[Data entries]
——————————
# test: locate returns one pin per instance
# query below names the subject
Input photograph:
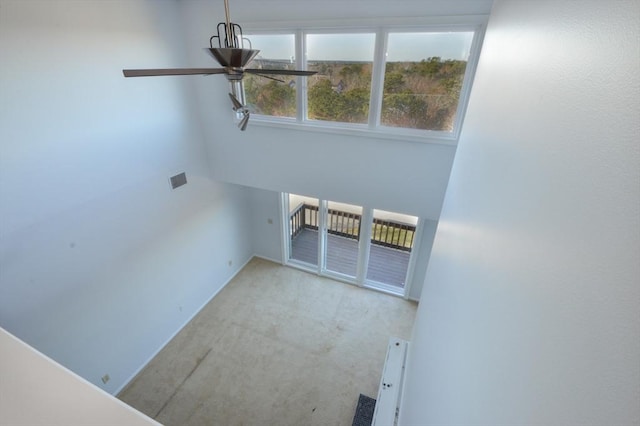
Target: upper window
(423, 78)
(402, 82)
(341, 91)
(264, 94)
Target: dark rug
(364, 411)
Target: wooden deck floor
(386, 265)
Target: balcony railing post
(386, 233)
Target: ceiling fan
(233, 58)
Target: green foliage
(420, 95)
(272, 98)
(323, 101)
(348, 106)
(393, 82)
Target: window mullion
(377, 79)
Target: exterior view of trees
(418, 95)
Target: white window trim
(381, 27)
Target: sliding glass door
(303, 229)
(392, 240)
(367, 247)
(341, 233)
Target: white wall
(329, 166)
(530, 309)
(266, 231)
(37, 391)
(100, 261)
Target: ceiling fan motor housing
(233, 57)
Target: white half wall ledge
(36, 390)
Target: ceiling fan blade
(280, 72)
(173, 71)
(270, 78)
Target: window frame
(381, 27)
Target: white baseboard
(154, 354)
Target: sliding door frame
(364, 249)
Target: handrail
(387, 233)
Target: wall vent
(178, 180)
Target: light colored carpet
(277, 346)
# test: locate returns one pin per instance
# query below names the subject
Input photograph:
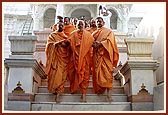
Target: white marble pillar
(22, 67)
(59, 11)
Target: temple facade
(141, 75)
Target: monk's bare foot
(109, 98)
(57, 98)
(83, 98)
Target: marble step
(115, 82)
(49, 97)
(78, 106)
(115, 90)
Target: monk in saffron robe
(79, 73)
(68, 28)
(57, 59)
(93, 26)
(105, 57)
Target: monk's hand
(67, 42)
(98, 43)
(94, 44)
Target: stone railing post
(139, 73)
(24, 73)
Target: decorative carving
(143, 91)
(142, 96)
(18, 89)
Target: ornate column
(37, 14)
(139, 72)
(24, 73)
(59, 11)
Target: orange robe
(91, 30)
(68, 29)
(79, 69)
(56, 64)
(105, 58)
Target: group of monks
(75, 51)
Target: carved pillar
(23, 73)
(59, 11)
(139, 72)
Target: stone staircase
(45, 101)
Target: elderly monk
(93, 26)
(68, 28)
(57, 58)
(105, 57)
(79, 73)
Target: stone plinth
(22, 45)
(139, 73)
(40, 45)
(139, 48)
(22, 67)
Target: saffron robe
(56, 64)
(68, 29)
(105, 57)
(79, 67)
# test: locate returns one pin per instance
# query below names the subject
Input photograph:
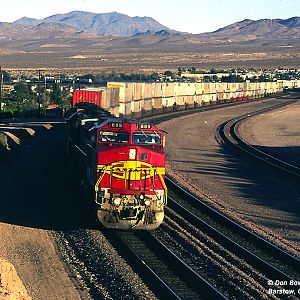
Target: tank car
(121, 164)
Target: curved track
(229, 134)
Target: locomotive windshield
(146, 138)
(114, 137)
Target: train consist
(120, 162)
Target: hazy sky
(193, 16)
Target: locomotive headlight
(147, 202)
(132, 153)
(117, 201)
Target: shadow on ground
(36, 190)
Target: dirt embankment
(11, 287)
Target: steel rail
(250, 236)
(260, 264)
(201, 287)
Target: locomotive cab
(130, 191)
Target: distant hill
(261, 29)
(144, 31)
(10, 31)
(113, 23)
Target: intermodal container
(94, 97)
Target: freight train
(120, 162)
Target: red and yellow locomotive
(122, 167)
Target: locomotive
(121, 166)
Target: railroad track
(262, 262)
(235, 262)
(228, 133)
(176, 276)
(164, 271)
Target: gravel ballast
(235, 184)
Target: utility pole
(1, 88)
(39, 92)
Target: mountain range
(84, 25)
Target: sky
(194, 16)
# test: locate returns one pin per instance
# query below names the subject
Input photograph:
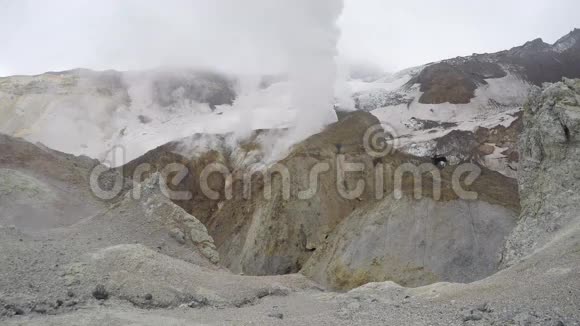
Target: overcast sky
(239, 35)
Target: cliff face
(550, 164)
(343, 241)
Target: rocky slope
(99, 110)
(474, 95)
(271, 225)
(52, 277)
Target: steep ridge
(549, 184)
(103, 109)
(278, 221)
(481, 92)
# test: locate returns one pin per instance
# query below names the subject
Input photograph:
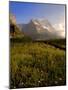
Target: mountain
(39, 29)
(14, 29)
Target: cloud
(60, 27)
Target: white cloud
(60, 27)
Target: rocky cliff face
(39, 29)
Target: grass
(36, 64)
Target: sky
(24, 12)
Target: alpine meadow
(37, 48)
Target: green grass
(36, 64)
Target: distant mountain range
(39, 29)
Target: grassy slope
(36, 64)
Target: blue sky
(24, 12)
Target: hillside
(14, 29)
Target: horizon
(25, 11)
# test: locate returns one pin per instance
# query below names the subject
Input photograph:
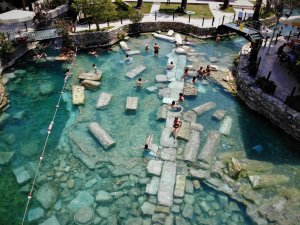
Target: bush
(122, 5)
(267, 86)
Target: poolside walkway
(284, 80)
(214, 7)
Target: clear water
(26, 136)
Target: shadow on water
(265, 141)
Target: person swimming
(176, 127)
(139, 82)
(181, 97)
(176, 107)
(170, 66)
(96, 71)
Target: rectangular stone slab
(267, 180)
(90, 84)
(184, 131)
(226, 125)
(162, 112)
(103, 100)
(178, 39)
(152, 187)
(167, 183)
(161, 79)
(163, 37)
(219, 114)
(209, 149)
(166, 139)
(201, 109)
(192, 147)
(180, 186)
(78, 95)
(170, 33)
(124, 46)
(136, 71)
(133, 52)
(101, 135)
(131, 103)
(90, 76)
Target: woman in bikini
(175, 107)
(176, 127)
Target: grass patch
(146, 7)
(94, 30)
(201, 10)
(228, 10)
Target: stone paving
(284, 79)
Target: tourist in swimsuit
(176, 108)
(147, 47)
(156, 49)
(181, 98)
(218, 39)
(207, 71)
(200, 73)
(96, 71)
(127, 59)
(176, 127)
(139, 82)
(170, 66)
(186, 73)
(194, 80)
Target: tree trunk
(268, 7)
(225, 4)
(139, 4)
(183, 4)
(257, 10)
(23, 4)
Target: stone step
(124, 46)
(226, 125)
(78, 96)
(208, 151)
(192, 147)
(131, 103)
(103, 100)
(136, 71)
(101, 135)
(90, 76)
(167, 183)
(201, 109)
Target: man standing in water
(96, 71)
(156, 49)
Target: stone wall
(269, 106)
(19, 52)
(90, 39)
(270, 21)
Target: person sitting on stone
(186, 73)
(280, 50)
(200, 73)
(176, 127)
(139, 82)
(170, 66)
(176, 107)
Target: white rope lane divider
(47, 138)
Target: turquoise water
(31, 110)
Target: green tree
(100, 10)
(257, 7)
(6, 47)
(135, 16)
(225, 4)
(139, 4)
(183, 4)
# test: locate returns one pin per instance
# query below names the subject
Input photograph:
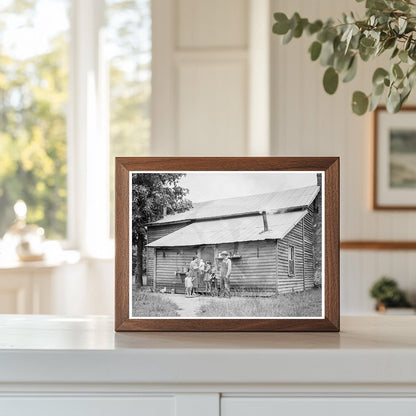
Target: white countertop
(52, 349)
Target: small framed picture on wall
(394, 159)
(227, 244)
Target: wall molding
(378, 245)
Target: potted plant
(387, 294)
(389, 27)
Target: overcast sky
(205, 186)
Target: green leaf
(330, 80)
(351, 71)
(367, 42)
(378, 89)
(359, 103)
(341, 62)
(397, 71)
(393, 101)
(327, 53)
(314, 27)
(376, 4)
(402, 24)
(281, 27)
(298, 30)
(374, 101)
(403, 56)
(315, 50)
(395, 52)
(379, 75)
(408, 42)
(389, 43)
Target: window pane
(33, 100)
(129, 45)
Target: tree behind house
(152, 194)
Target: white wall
(308, 122)
(213, 77)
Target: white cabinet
(80, 366)
(88, 406)
(324, 406)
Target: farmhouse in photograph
(274, 241)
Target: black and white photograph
(226, 244)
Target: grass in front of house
(153, 304)
(299, 304)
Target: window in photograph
(33, 110)
(129, 55)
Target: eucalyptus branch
(389, 25)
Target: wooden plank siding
(257, 266)
(304, 272)
(256, 269)
(169, 262)
(153, 234)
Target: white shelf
(48, 349)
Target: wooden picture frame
(393, 183)
(327, 167)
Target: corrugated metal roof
(231, 230)
(299, 197)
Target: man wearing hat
(225, 272)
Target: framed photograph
(227, 244)
(395, 159)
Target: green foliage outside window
(33, 100)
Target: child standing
(207, 277)
(188, 285)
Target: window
(75, 87)
(129, 45)
(291, 261)
(33, 112)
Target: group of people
(214, 282)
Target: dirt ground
(189, 306)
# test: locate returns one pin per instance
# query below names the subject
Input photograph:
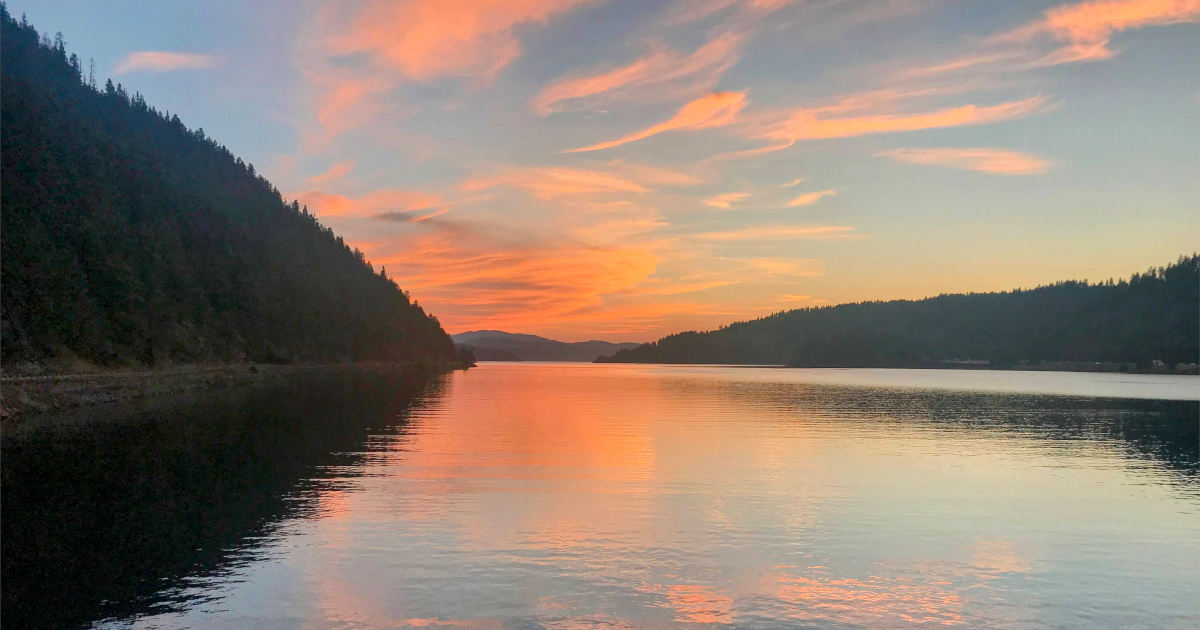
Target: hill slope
——————————
WORK ORDER: What is needed is an exact copy of every record above, minus the images.

TASK SOLUTION:
# test: locate returns one pin per instance
# query below names the subject
Input photograph:
Target: upper window
(423, 78)
(402, 82)
(341, 91)
(264, 94)
Target: dark rug
(364, 411)
Target: wooden deck floor
(386, 265)
Target: balcony railing post
(386, 233)
Target: ceiling fan
(233, 58)
Target: green foliage
(420, 95)
(272, 98)
(323, 101)
(348, 106)
(393, 82)
Target: window mullion
(377, 79)
Target: exterior view of trees
(418, 95)
Target: white window trim
(381, 27)
Target: sliding glass door
(303, 229)
(392, 240)
(367, 247)
(341, 233)
Target: white wall
(329, 166)
(530, 309)
(266, 231)
(37, 391)
(100, 261)
Target: ceiling fan motor housing
(233, 57)
Target: white half wall ledge
(36, 390)
Target: ceiling fan blade
(280, 72)
(173, 71)
(270, 78)
Target: window frame
(381, 27)
Target: white baseboard
(154, 354)
Target: sliding door frame
(364, 249)
Target: handrail
(387, 233)
Target: wall vent
(178, 180)
Target: light colored carpet
(277, 346)
# test: locate returns one pin per instance
# query below names the subject
Input photograph:
Target: white marble pillar
(22, 67)
(59, 11)
Target: temple facade
(141, 75)
Target: monk's bare foot
(109, 98)
(57, 98)
(83, 98)
Target: marble step
(115, 82)
(49, 97)
(78, 106)
(115, 90)
Target: monk in saffron robe
(79, 73)
(68, 28)
(57, 59)
(93, 26)
(105, 57)
Target: monk's hand
(67, 42)
(98, 43)
(94, 44)
Target: stone railing post
(139, 73)
(24, 73)
Target: decorative carving
(143, 91)
(142, 96)
(18, 89)
Target: ornate column
(37, 14)
(139, 72)
(24, 73)
(59, 11)
Target: orange robe
(91, 30)
(68, 29)
(79, 69)
(56, 64)
(105, 58)
Target: group of monks
(75, 51)
Target: carved pillar
(23, 73)
(59, 11)
(139, 72)
Target: stone staircase
(45, 101)
Target: elderly monk
(93, 26)
(68, 28)
(57, 58)
(105, 57)
(79, 73)
Target: stone plinth
(22, 45)
(139, 73)
(40, 45)
(139, 48)
(22, 67)
Target: saffron robe
(56, 64)
(68, 29)
(105, 57)
(79, 67)
# test: locate returns one pin per instance
# query below names the subject
Input photograph:
Target: tank car
(121, 164)
Target: curved track
(229, 134)
Target: locomotive windshield
(146, 138)
(114, 137)
Target: train consist
(120, 162)
Target: hazy sky
(193, 16)
Target: locomotive headlight
(147, 202)
(132, 153)
(117, 201)
Target: shadow on ground
(36, 190)
Target: dirt embankment
(11, 287)
Target: steel rail
(250, 236)
(260, 264)
(201, 287)
Target: locomotive cab
(130, 191)
Target: distant hill
(261, 29)
(144, 31)
(10, 31)
(113, 23)
Target: intermodal container
(94, 97)
Target: freight train
(120, 162)
Target: red and yellow locomotive
(122, 167)
Target: locomotive
(121, 166)
Target: railroad track
(262, 262)
(235, 262)
(228, 133)
(176, 276)
(164, 271)
Target: gravel ballast
(235, 184)
Target: utility pole
(1, 88)
(39, 92)
Target: mountain range
(84, 25)
Target: sky
(194, 16)
# test: locate returns one pin per instance
# query below names the subject
Input photograph:
Target: overcast sky
(239, 35)
Target: cliff face
(550, 164)
(343, 241)
Target: rocky slope
(99, 110)
(474, 95)
(271, 225)
(52, 277)
Target: steep ridge
(549, 184)
(103, 109)
(278, 221)
(481, 92)
# test: locate returns one pin per instance
# query below names the subject
Input photograph:
Target: mountain
(39, 29)
(14, 29)
Target: cloud
(60, 27)
Target: white cloud
(60, 27)
Target: rocky cliff face
(39, 29)
Target: grass
(36, 64)
Target: sky
(24, 12)
Target: alpine meadow
(37, 48)
Target: green grass
(36, 64)
Target: distant mountain range
(39, 29)
Target: grassy slope
(36, 64)
Target: blue sky
(24, 12)
Target: hillside
(14, 29)
Target: horizon
(25, 11)
# test: locate returns one pin per instance
# query below names the subject
Input photograph:
Target: bush
(122, 5)
(267, 86)
Target: poolside walkway
(284, 80)
(214, 7)
Target: clear water
(26, 136)
Target: shadow on water
(265, 141)
Target: person swimming
(176, 127)
(139, 82)
(181, 97)
(176, 107)
(170, 66)
(96, 71)
Target: rectangular stone slab
(267, 180)
(90, 84)
(184, 131)
(226, 125)
(162, 112)
(103, 100)
(178, 39)
(152, 187)
(167, 183)
(161, 79)
(163, 37)
(219, 114)
(209, 149)
(166, 139)
(201, 109)
(192, 147)
(180, 186)
(78, 95)
(170, 33)
(124, 46)
(136, 71)
(133, 52)
(101, 135)
(131, 103)
(90, 76)
Target: woman in bikini
(175, 107)
(176, 127)
Target: grass patch
(146, 7)
(94, 30)
(201, 10)
(228, 10)
Target: stone paving
(284, 79)
Target: tourist in swimsuit
(176, 108)
(147, 47)
(156, 49)
(181, 98)
(218, 39)
(207, 71)
(200, 73)
(96, 71)
(127, 59)
(176, 127)
(139, 82)
(170, 66)
(186, 73)
(194, 80)
Target: tree trunk
(268, 7)
(225, 4)
(139, 4)
(183, 4)
(257, 10)
(23, 4)
Target: stone step
(124, 46)
(226, 125)
(78, 96)
(208, 151)
(192, 147)
(131, 103)
(103, 100)
(136, 71)
(101, 135)
(90, 76)
(167, 183)
(201, 109)
Target: man standing in water
(96, 71)
(156, 49)
Target: stone wall
(269, 106)
(19, 52)
(90, 39)
(270, 21)
Target: person sitting on stone
(186, 73)
(280, 50)
(200, 73)
(176, 127)
(139, 82)
(170, 66)
(176, 107)
Target: white rope lane divider
(47, 138)
Target: turquoise water
(31, 110)
Target: green tree
(100, 10)
(257, 7)
(6, 47)
(135, 16)
(225, 4)
(139, 4)
(183, 4)
# test: locate returns one pin per instance
# query below names the subject
Input photograph:
Target: white countertop
(52, 349)
Target: small framed picture on wall
(394, 159)
(227, 244)
Target: wall molding
(378, 245)
Target: potted plant
(387, 294)
(389, 27)
Target: overcast sky
(205, 186)
Target: green leaf
(330, 80)
(351, 71)
(367, 42)
(378, 89)
(359, 103)
(341, 62)
(397, 71)
(393, 101)
(327, 53)
(314, 27)
(376, 4)
(402, 24)
(281, 27)
(298, 30)
(374, 101)
(403, 56)
(315, 50)
(395, 52)
(379, 75)
(408, 42)
(389, 43)
Target: window pane
(33, 100)
(129, 45)
Target: tree behind house
(152, 194)
Target: white wall
(308, 122)
(213, 77)
Target: white cabinet
(80, 366)
(88, 406)
(324, 406)
Target: farmhouse in photograph
(274, 241)
Target: black and white photograph
(226, 244)
Target: grass in front of house
(153, 304)
(299, 304)
Target: window in photograph
(33, 110)
(129, 55)
Target: eucalyptus branch
(389, 25)
Target: wooden plank siding
(257, 266)
(304, 272)
(256, 269)
(169, 262)
(153, 234)
Target: white shelf
(48, 349)
Target: wooden picture frame
(393, 183)
(327, 167)
Target: corrugated metal roof
(231, 230)
(299, 197)
Target: man wearing hat
(225, 272)
Target: framed photograph
(227, 244)
(395, 159)
Target: green foliage outside window
(33, 100)
Target: child standing
(207, 277)
(188, 285)
Target: window
(75, 87)
(129, 45)
(291, 261)
(33, 112)
Target: group of people
(214, 282)
Target: dirt ground
(189, 306)
# test: locate returns one pin per instance
# query below names the subject
Input photograph:
Target: hill slope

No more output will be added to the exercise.